» **Records supplied**

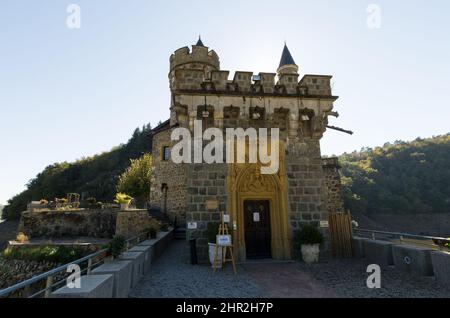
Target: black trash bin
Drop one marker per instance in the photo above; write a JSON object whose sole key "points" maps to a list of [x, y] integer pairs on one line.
{"points": [[194, 260]]}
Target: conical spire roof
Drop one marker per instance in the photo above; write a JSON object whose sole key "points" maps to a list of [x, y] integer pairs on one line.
{"points": [[199, 42], [286, 57]]}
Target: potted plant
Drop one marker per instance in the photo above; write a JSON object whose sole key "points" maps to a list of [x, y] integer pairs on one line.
{"points": [[124, 200], [309, 238], [213, 230], [116, 246], [153, 228]]}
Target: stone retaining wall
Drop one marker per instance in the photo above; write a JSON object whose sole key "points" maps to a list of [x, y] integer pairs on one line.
{"points": [[88, 223], [114, 279], [84, 223]]}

» **Task details**
All of the lines above should be printed exactly, minus the pictures.

» **Answer to the task**
Target: black trash bin
Drop one marker per instance in the photo above; write a JSON object whose sole key "points" maps to a list of [x, y] integer pairs on one line.
{"points": [[194, 260]]}
Target: conical spire roof
Drop one marker per instance in the photo above; write a JSON object whose sole key "points" maps to a list of [x, y] integer pairs on one line.
{"points": [[199, 42], [286, 57]]}
Target: potted plant
Drop one marker per instance in the photo above; write a JSON object whose sole key "points" maps to a list of [x, y] integer pairs on one line.
{"points": [[124, 200], [309, 238], [213, 230], [116, 246], [153, 228]]}
Target: stone retaining wall
Drop one marker per instance in the photo above; write a JSON object whose sole key "points" maps to a list of [x, y] integer pairs on one line.
{"points": [[88, 223], [114, 279], [84, 223]]}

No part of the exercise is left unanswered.